[start of EXCERPT]

Several states, motivated by diverse factors as practical as fiscal problems and as philosophical as redefining schooling, have recently undertaken broad reassessments of their statutory and regulatory mandates in education.

Targeted for particularly close scrutiny are procedural mandates concerning such topics as administrative reporting, driver education, and consumer education, and state requirements that go beyond federal standards for special and bilingual education.

At the same time, however, the states are asserting greater authority over curricula and high-school graduation requirements and are stressing student achievement not only in the “basics,” but also in the more broadly defined traditional liberal arts, science, and technology.

One indication of the trend is the intense interest evinced in Illinois’s comprehensive study of its mandates. When Donald G. Gill, that state’s superintendent of education, announced the study at a meeting last year of the Council of Chief State School Officers, the chiefs of at least 20 other states immediately requested more information. Mr. Gill plans to send the results of the study to all his counterparts. (See related story on page 13.)

“What I see in California and in other states is no net change in state regulation, but a redistribution of it,” says Michael W. Kirst, a professor of education at Stanford University who has extensively studied educational governance. “They’re increasing control over the locals vis-a-vis the curriculum and what generally I would call instructional policies, and decreasing administrative, procedural, and categorical requirements. It’s less procedural and more oriented to content. They’re saying: ‘Teach this.”’

“It’s very interesting and very profound,” says Mr. Kirst, who is also a past president of the California State Board of Education. “The locals will end up with some increase in control overall.”

The reasons for the gradual shift, according to Mr. Kirst and other observers, include stiffened entrance requirements for higher education, a perception that local districts are unwilling or unable to make needed curricular changes, a belief that many state mandates have been counterproductive or at best useless, and the “deregulatory climate” fostered both by the Reagan Administration and by private schools resisting state control. “When the states start deregulating private schools, it calls into question whether the state has an interest in minimal standards at all,” says Martha M. McCarthy of Indiana University. “It’s got to start the public-school people thinking about that.”

[end of EXCERPT]
[start of RECORDS SHOWN]

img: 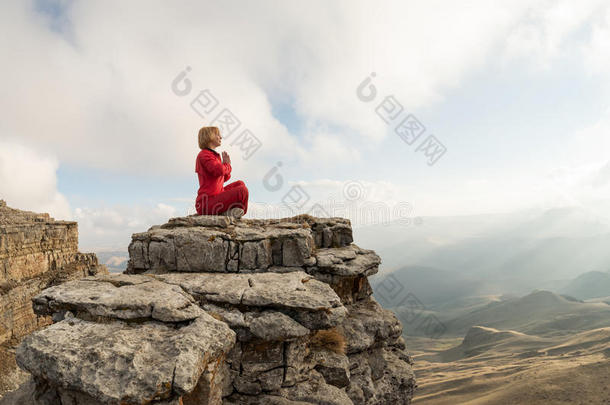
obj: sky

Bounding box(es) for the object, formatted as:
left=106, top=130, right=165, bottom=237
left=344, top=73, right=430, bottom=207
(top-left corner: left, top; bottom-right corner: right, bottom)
left=0, top=0, right=610, bottom=250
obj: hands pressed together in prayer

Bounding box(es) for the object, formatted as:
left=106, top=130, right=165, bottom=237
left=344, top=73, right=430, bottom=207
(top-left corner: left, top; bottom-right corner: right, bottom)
left=222, top=152, right=231, bottom=165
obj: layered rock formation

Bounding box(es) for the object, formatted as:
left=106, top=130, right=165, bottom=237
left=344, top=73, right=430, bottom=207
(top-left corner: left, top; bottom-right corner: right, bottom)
left=0, top=200, right=105, bottom=394
left=7, top=216, right=415, bottom=405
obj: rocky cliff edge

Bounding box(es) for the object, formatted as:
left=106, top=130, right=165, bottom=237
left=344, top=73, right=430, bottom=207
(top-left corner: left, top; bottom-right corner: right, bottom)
left=0, top=216, right=415, bottom=405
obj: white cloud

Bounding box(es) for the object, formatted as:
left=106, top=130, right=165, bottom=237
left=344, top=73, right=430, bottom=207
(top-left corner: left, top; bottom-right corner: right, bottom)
left=0, top=140, right=72, bottom=220
left=74, top=203, right=178, bottom=250
left=0, top=0, right=591, bottom=177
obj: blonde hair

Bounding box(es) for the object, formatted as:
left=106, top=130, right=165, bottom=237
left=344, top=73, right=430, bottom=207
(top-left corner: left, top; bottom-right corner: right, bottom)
left=199, top=127, right=220, bottom=149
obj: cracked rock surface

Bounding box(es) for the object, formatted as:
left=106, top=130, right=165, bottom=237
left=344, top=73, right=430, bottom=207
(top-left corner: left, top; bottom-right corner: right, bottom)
left=0, top=215, right=415, bottom=405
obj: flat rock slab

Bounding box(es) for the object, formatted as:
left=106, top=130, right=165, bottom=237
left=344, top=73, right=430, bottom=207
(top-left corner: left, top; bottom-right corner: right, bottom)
left=127, top=215, right=353, bottom=274
left=155, top=271, right=342, bottom=311
left=308, top=244, right=381, bottom=277
left=17, top=314, right=235, bottom=404
left=33, top=275, right=203, bottom=322
left=155, top=271, right=347, bottom=337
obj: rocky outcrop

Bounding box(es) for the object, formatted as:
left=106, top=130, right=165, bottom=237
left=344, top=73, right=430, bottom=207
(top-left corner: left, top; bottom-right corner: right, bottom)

[end of RECORDS SHOWN]

• DIRECTION: Can you write out the stretch of the passage on state education mandates from "Several states, motivated" through "and bilingual education.", replacing "driver education" with "physical education"?

• EXERCISE RESULT:
Several states, motivated by diverse factors as practical as fiscal problems and as philosophical as redefining schooling, have recently undertaken broad reassessments of their statutory and regulatory mandates in education.

Targeted for particularly close scrutiny are procedural mandates concerning such topics as administrative reporting, physical education, and consumer education, and state requirements that go beyond federal standards for special and bilingual education.